Records in a dataset:

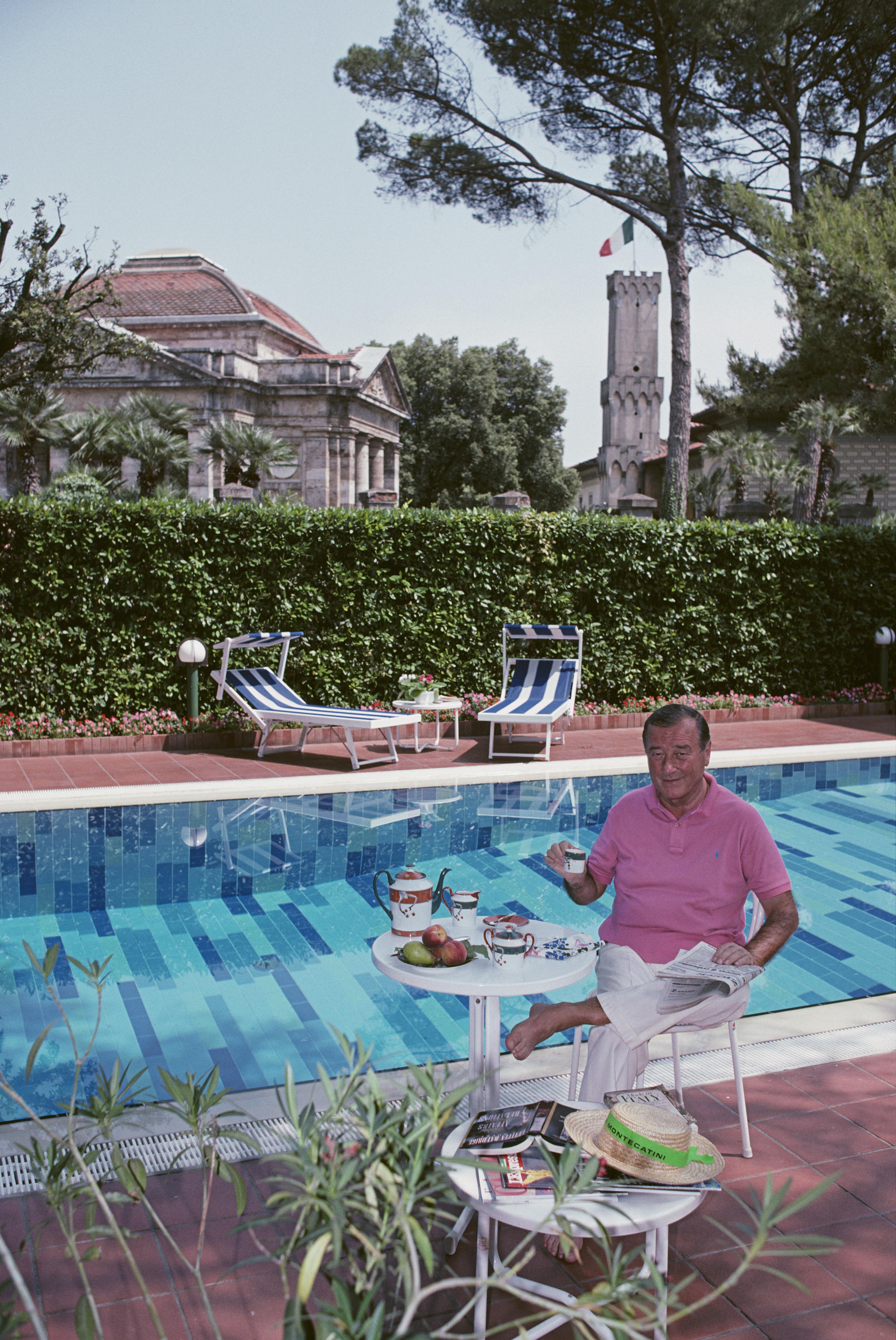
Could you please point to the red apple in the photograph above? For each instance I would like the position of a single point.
(453, 953)
(434, 937)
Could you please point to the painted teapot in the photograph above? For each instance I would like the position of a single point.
(412, 901)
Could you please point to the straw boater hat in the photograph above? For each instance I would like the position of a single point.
(646, 1142)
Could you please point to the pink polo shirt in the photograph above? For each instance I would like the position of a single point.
(681, 881)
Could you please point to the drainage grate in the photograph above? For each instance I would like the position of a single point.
(788, 1054)
(157, 1154)
(785, 1054)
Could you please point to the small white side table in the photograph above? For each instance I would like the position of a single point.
(442, 705)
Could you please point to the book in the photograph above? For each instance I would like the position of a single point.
(693, 977)
(503, 1131)
(511, 1130)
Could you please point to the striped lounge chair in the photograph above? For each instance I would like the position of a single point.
(536, 692)
(266, 699)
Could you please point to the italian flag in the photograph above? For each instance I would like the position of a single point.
(618, 240)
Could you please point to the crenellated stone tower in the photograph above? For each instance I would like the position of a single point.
(631, 393)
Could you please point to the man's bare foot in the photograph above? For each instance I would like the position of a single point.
(552, 1245)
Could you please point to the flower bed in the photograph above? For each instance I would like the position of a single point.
(230, 723)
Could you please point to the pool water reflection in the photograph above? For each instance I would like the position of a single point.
(242, 931)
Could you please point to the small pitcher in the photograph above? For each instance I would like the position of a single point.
(412, 901)
(508, 947)
(464, 908)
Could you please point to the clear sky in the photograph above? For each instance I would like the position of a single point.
(216, 125)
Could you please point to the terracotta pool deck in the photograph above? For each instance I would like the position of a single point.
(835, 1120)
(130, 770)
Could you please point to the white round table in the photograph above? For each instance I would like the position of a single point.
(647, 1212)
(485, 985)
(445, 704)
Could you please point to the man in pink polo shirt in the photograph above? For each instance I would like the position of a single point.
(684, 854)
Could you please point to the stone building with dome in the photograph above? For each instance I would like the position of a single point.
(231, 354)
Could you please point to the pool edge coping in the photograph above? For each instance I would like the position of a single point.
(315, 784)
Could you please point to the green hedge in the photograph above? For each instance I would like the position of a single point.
(94, 598)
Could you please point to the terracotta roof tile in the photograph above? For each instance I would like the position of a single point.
(276, 314)
(176, 293)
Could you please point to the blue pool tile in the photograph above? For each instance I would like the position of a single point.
(283, 926)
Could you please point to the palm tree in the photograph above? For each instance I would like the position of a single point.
(775, 468)
(816, 427)
(31, 420)
(94, 439)
(171, 416)
(736, 451)
(708, 492)
(158, 454)
(246, 451)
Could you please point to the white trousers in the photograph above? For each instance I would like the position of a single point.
(629, 992)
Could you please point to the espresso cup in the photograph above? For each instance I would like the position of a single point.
(575, 861)
(508, 948)
(464, 909)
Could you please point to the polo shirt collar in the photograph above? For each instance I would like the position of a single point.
(704, 810)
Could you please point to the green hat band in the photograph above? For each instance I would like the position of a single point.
(673, 1158)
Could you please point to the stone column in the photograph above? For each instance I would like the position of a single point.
(362, 464)
(335, 472)
(199, 475)
(393, 456)
(378, 452)
(350, 499)
(317, 470)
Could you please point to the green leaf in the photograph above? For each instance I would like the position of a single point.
(311, 1266)
(424, 1244)
(230, 1173)
(138, 1172)
(85, 1329)
(35, 1049)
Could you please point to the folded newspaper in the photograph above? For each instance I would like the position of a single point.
(693, 977)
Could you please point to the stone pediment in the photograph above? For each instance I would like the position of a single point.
(380, 378)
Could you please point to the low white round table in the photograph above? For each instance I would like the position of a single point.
(485, 985)
(444, 704)
(647, 1212)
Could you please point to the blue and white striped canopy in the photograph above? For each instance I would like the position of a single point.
(536, 689)
(259, 640)
(562, 632)
(270, 696)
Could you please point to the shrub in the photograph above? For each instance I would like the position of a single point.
(96, 595)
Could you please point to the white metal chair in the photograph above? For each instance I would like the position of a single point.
(756, 921)
(535, 692)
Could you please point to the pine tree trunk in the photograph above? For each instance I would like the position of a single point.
(827, 463)
(29, 475)
(679, 402)
(804, 495)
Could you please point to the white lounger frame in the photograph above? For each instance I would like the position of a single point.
(534, 633)
(323, 717)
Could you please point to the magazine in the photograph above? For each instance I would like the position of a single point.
(693, 977)
(657, 1095)
(528, 1177)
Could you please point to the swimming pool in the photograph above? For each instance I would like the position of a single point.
(240, 929)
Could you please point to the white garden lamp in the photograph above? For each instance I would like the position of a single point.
(885, 638)
(192, 655)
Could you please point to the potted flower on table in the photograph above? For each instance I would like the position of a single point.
(422, 689)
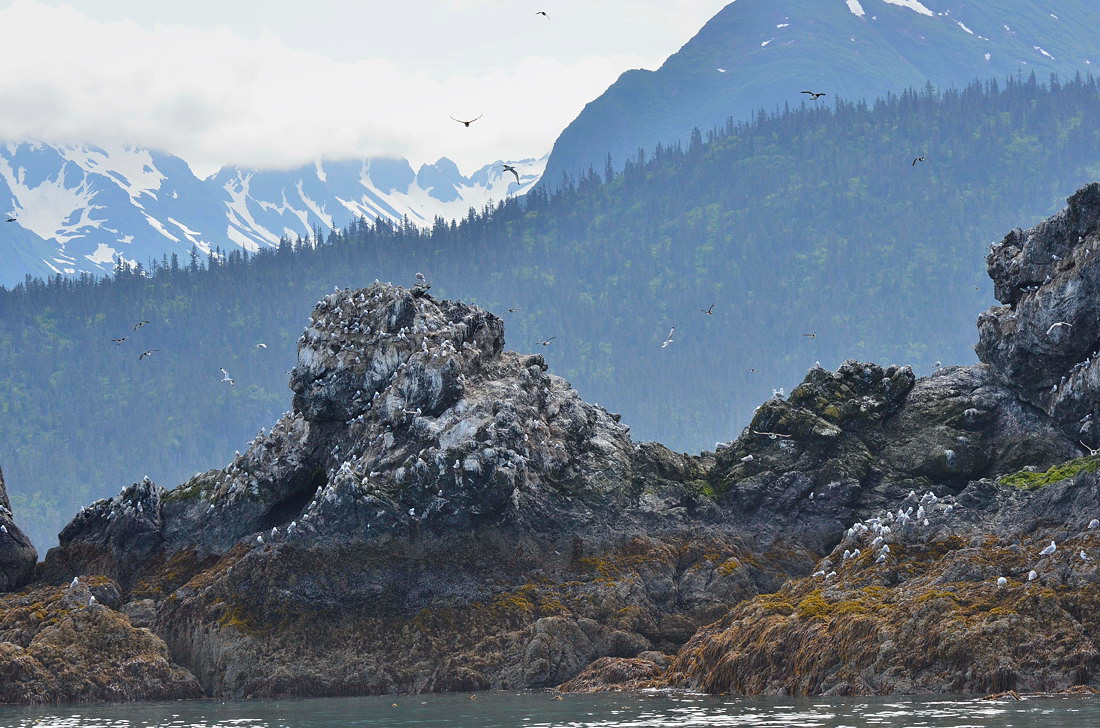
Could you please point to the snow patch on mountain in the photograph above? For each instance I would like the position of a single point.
(83, 209)
(912, 4)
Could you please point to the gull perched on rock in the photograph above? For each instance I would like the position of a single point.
(1057, 324)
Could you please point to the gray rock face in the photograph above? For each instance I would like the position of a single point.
(18, 554)
(1044, 340)
(437, 513)
(847, 442)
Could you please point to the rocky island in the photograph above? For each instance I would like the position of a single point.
(437, 513)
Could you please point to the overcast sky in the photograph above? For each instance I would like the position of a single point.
(276, 84)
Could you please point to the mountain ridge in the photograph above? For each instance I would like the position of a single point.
(84, 209)
(758, 55)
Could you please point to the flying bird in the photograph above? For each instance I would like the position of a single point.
(466, 123)
(1056, 324)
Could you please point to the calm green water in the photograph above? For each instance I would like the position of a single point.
(540, 709)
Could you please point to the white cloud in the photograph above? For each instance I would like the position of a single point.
(243, 95)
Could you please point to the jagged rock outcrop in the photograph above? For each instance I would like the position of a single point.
(1045, 339)
(439, 514)
(18, 555)
(928, 615)
(952, 587)
(435, 514)
(58, 646)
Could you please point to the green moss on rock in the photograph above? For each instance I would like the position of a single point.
(1029, 481)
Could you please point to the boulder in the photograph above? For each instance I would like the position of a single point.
(18, 555)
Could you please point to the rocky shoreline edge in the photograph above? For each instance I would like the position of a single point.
(436, 513)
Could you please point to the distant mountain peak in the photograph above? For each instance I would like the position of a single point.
(85, 208)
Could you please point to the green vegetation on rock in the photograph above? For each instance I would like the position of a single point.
(811, 220)
(1030, 481)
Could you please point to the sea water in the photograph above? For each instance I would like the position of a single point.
(545, 710)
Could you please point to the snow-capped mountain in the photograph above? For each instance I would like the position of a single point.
(79, 209)
(262, 206)
(760, 54)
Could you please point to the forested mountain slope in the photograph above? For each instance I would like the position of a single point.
(760, 54)
(815, 221)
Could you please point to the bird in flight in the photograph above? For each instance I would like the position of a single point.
(466, 123)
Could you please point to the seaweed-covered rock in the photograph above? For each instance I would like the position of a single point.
(58, 644)
(18, 554)
(915, 604)
(436, 513)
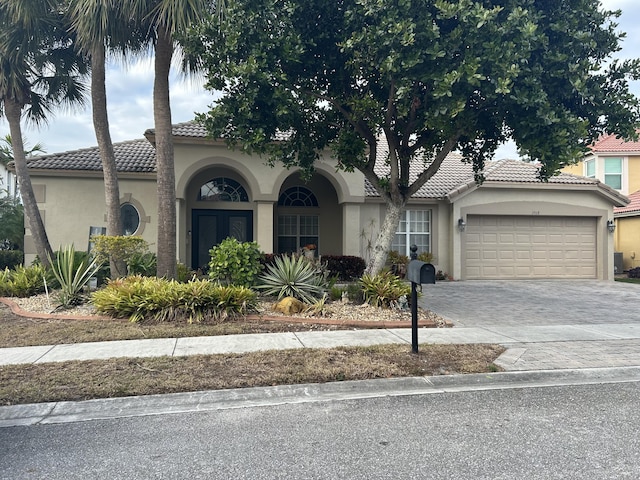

Task description
Count the lines of the records above that contain the string "polo", treating case as significant, and give only the number.

Correct response
3